## Data records
::::
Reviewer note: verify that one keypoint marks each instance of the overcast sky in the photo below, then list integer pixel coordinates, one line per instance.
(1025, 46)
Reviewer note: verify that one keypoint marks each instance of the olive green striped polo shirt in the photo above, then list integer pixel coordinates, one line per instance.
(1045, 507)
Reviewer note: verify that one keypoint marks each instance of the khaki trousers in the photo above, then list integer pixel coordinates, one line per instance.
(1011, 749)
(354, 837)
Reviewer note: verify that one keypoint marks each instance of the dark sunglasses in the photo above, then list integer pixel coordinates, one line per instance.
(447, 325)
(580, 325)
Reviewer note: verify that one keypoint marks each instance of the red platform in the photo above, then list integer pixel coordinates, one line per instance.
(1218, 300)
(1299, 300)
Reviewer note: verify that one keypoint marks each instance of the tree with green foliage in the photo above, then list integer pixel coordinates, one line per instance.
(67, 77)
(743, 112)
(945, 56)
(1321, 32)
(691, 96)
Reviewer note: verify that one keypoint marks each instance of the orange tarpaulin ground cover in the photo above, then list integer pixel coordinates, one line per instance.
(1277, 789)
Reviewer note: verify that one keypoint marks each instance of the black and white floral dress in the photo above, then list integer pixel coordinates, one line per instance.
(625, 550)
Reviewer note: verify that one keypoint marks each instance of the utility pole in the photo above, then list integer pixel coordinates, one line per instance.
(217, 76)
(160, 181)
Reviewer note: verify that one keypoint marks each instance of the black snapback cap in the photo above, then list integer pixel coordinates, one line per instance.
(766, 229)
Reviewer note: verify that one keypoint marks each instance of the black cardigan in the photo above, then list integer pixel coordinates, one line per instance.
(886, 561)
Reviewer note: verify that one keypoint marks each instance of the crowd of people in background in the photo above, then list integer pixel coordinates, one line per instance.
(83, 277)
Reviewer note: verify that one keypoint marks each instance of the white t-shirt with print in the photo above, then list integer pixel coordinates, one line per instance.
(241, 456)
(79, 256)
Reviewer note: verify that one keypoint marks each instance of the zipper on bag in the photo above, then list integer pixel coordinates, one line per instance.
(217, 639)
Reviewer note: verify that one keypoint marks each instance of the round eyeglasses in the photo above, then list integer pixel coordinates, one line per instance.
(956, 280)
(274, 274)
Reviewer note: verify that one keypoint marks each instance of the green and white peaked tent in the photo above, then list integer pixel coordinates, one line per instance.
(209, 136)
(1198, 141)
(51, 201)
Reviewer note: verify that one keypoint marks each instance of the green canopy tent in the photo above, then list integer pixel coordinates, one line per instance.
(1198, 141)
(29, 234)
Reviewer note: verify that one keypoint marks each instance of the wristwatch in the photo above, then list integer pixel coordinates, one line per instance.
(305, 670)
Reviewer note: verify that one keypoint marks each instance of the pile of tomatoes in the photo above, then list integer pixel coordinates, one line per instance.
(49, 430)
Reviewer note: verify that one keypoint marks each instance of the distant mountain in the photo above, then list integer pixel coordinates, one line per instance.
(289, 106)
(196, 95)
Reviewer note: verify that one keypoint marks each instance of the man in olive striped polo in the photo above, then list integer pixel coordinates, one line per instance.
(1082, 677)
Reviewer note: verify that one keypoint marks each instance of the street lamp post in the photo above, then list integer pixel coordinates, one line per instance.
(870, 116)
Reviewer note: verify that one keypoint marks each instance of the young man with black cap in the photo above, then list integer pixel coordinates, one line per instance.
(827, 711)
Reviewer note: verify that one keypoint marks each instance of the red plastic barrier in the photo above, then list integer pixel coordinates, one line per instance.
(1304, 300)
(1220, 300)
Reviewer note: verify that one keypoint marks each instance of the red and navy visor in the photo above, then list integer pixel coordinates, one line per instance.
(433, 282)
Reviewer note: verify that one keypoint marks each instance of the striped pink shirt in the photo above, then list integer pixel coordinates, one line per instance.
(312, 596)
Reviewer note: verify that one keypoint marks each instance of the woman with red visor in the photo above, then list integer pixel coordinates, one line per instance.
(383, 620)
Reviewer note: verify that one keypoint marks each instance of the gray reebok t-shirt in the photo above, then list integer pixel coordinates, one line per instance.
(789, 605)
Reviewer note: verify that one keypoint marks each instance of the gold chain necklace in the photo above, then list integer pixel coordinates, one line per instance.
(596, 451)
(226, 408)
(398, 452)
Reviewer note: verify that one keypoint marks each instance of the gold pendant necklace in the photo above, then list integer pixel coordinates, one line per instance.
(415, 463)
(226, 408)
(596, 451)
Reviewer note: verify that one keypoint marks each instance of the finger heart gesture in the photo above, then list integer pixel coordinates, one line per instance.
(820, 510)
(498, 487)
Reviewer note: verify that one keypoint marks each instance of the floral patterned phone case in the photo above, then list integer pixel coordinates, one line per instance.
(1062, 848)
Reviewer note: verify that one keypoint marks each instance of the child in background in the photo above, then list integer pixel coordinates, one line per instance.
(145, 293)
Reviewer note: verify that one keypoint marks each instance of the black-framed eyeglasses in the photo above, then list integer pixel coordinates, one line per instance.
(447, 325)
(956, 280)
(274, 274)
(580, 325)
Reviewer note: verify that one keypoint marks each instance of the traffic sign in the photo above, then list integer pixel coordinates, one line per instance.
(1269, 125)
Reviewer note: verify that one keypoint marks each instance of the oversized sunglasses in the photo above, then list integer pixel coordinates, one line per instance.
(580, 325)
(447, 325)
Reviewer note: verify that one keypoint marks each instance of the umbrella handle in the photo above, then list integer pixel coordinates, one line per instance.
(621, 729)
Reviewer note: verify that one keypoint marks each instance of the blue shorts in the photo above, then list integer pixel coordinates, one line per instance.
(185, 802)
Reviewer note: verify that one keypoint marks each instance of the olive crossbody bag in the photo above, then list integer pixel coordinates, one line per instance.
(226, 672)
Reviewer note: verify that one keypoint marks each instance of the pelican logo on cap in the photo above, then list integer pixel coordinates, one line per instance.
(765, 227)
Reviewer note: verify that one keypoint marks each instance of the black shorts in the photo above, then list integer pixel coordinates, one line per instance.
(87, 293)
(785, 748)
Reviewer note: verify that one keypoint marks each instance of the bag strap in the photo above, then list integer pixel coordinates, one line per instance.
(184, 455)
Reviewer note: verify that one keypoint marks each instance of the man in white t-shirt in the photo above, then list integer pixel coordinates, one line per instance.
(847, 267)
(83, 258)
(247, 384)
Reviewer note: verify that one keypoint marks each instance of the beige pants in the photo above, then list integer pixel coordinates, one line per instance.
::::
## Exercise instructions
Turn every line of the items above into a numbered list, dropping any blank lines.

## Output
1. Reviewer note: verify that one keypoint marks each instance of the overcast sky in the photo below, then list integer pixel coordinates, one line per instance.
2. (1025, 46)
3. Reviewer note: verify that one keypoint marks each instance of the olive green striped polo shirt in the photo above, then list integer pixel coordinates, one line per instance.
4. (1045, 507)
5. Reviewer note: verify that one keypoint marks each instance of the khaki trousers in the photo above, then list integer pixel coordinates, one line per instance.
6. (1011, 749)
7. (354, 837)
8. Reviewer note: verify that one keypoint marks each instance of the dark sunglasses in the photo above, then list integer pixel coordinates, one line per instance.
9. (447, 325)
10. (580, 325)
11. Reviewer note: verify that one keypoint marks each instance of the red platform in the photo above, then list integer pixel coordinates, one line per instance.
12. (1218, 300)
13. (1299, 300)
14. Reviewer note: verify that one keypoint marks each instance of the tree with green foliage in the photo above, then list integer pixel coordinates, one line per instance.
15. (67, 77)
16. (743, 112)
17. (945, 56)
18. (1321, 32)
19. (691, 96)
20. Reviewer note: verify that one keypoint marks each instance of the orange tarpaulin ground cover in the photo above, then list integer pixel coordinates, one line per instance.
21. (1277, 789)
22. Reviewer note: verify that one keypoint marks each instance of the black and white floral dress in the photo above, then list integer pixel coordinates, one line per instance.
23. (625, 550)
24. Reviewer note: verify that one keypoint marks each instance of the utility pole in the photo above, then list integer pixel coordinates, one line per instance.
25. (217, 76)
26. (160, 181)
27. Reviewer note: verify that one keypoint marks each instance of the black snapback cap in the photo above, then list integer pixel coordinates, one line per instance.
28. (766, 229)
29. Reviewer note: verify that one keypoint marks each instance of the black cardigan in the photo above, then list integer pixel coordinates, one line per instance.
30. (886, 561)
31. Reviewer note: verify that one keypoint marks each instance of the crowd of people in background in the photo above, then list integer pixel coordinates, one line per instance.
32. (83, 277)
33. Reviewer note: verify that one keypoint marks each instance of the white t-shirt with print in the photo above, then list integer pixel coordinates, one line per instance.
34. (241, 456)
35. (79, 256)
36. Reviewer note: verify that one keypoint marks each instance of the zipper on bag in the photo above, then list integer pixel coordinates, one line per instance.
37. (217, 639)
38. Reviewer note: verify that one keypoint marks each instance of the round eyeglasses in the photo above, then list integer pixel coordinates, one line per instance.
39. (956, 280)
40. (274, 274)
41. Reviewer note: verify that one keypoint marks each instance of the green and white peaked tent in the photo above, then list integer pixel coordinates, one line per instance.
42. (209, 136)
43. (1198, 141)
44. (51, 201)
45. Reviewer note: verify that one keypoint marks each instance of the green canopy tent in the photo above, then list integer pixel coordinates, one line per instance.
46. (1198, 141)
47. (29, 234)
48. Reviewer note: verify that one keypoint marks each instance of the wristwatch in the photo above, then list integer pixel coordinates, one line per instance.
49. (305, 670)
50. Reviewer note: verify that one keypoint marks each instance of the pile of tomatoes in the photo above, then list integer pixel coordinates, one line per instance.
51. (49, 430)
52. Reviewer note: verify that one keypoint marks each instance of the distant mountain in the photo above, then list integer pixel coordinates, one line per instance.
53. (289, 106)
54. (196, 95)
55. Reviewer note: verify that one keypoint marks each instance of the man in olive striped polo in the photo above, then list integer pixel coordinates, one line per instance.
56. (1082, 677)
57. Reviewer note: verify that one keypoint marks each instance of the street lamp post in the photo above, then list integer pixel coordinates, one line per instance.
58. (870, 116)
59. Reviewer note: verify that one keypoint marks each instance of the young man with black cap in the photo above, then list integer pixel coordinates, one line per instance.
60. (827, 711)
61. Reviewer note: verify that one keypoint marks each instance of the red plastic barrier in the photo above, then list integer pixel coordinates, one line per instance.
62. (1304, 300)
63. (1220, 300)
64. Reviewer note: verify that one keypoint marks each instance of the red and navy visor in the photo above, then list integer pixel coordinates, one line per instance.
65. (433, 282)
66. Reviewer note: verify that one keypoint marks each instance of the striped pink shirt in the photo above, then list integer pixel coordinates, one line per instance.
67. (312, 596)
68. Reviewer note: verify that one keypoint marks each instance of the woman with red visor in the photo above, then list integer pixel coordinates, one line per instance.
69. (383, 620)
70. Reviewer note: verify that one keypoint marks each instance of the gray reebok t-shirt in the photo above, then list integer pixel coordinates, one line per instance.
71. (789, 605)
72. Reviewer note: verify that one keypoint marks each instance of the gold chain necklace in the photo above, then list integer pixel coordinates, one line per instance.
73. (596, 451)
74. (226, 408)
75. (398, 452)
76. Reviewer note: verify that one keypoint marks each instance of the gold pendant necklace in the photo above, then list integer pixel coordinates, one line per instance.
77. (415, 463)
78. (226, 408)
79. (596, 451)
80. Reviewer note: verify that one keypoint marks each instance of the finger heart gesture in the photo above, then list integer pixel coordinates, one line per instance.
81. (820, 510)
82. (498, 487)
83. Reviewer note: verify that one keypoint marks each instance of the floral patterned phone case in the photo above, then list integer pixel coordinates, one line per instance.
84. (1062, 848)
85. Reviewer note: verify that one keypoint marks each instance of the child in background in the photo above, then list integer pixel coordinates, one line per instance.
86. (145, 293)
87. Reviewer note: verify that one keypoint marks each instance of the black-framed eyeglasses in the photo above, then list integer pixel coordinates, one line per instance.
88. (447, 325)
89. (956, 280)
90. (274, 274)
91. (580, 325)
92. Reviewer note: verify that one keypoint marks each instance of the traffic sign in the photo above, then list integer pixel coordinates, one line per instance.
93. (1269, 125)
94. Reviewer note: verify that one keypoint marks each instance of the oversized sunglasses in the photo above, then list integer pixel coordinates, one line per instance.
95. (580, 325)
96. (447, 325)
97. Reviewer note: verify that one keypoint marks each instance of the umbrella handle in the photo above, then list integer pixel coordinates, one line per instance.
98. (621, 729)
99. Reviewer note: verify that one keypoint marks each instance of the blue shorts in the photo above, then list integer pixel coordinates, one line per instance.
100. (185, 802)
101. Reviewer note: verify that one keypoint marks each instance of the olive crossbody bag in the photo above, then list integer pixel coordinates, one line per instance.
102. (226, 672)
103. Reviewer note: verify that one keypoint marks each instance of the pelican logo on cap in the photo above, then list integer pixel coordinates, one line per instance.
104. (765, 227)
105. Reviewer note: verify that one keypoint marks each instance of the black shorts in the photo above, then list integer pixel coordinates, one line per instance.
106. (87, 293)
107. (785, 748)
108. Reviewer note: verify that one keypoint marks each instance of the bag strap in the photo above, then list integer pixel coordinates, one line per instance.
109. (184, 455)
110. Reviewer note: verify that one keypoint marks each instance of the man in white t-shirt in the photo above, then list integer pixel coordinates, one line per instance.
111. (847, 267)
112. (83, 258)
113. (247, 384)
114. Reviewer note: verify that one keypoint marks each instance of the beige pants in the photo above, then list integer pixel coordinates, one line per instance.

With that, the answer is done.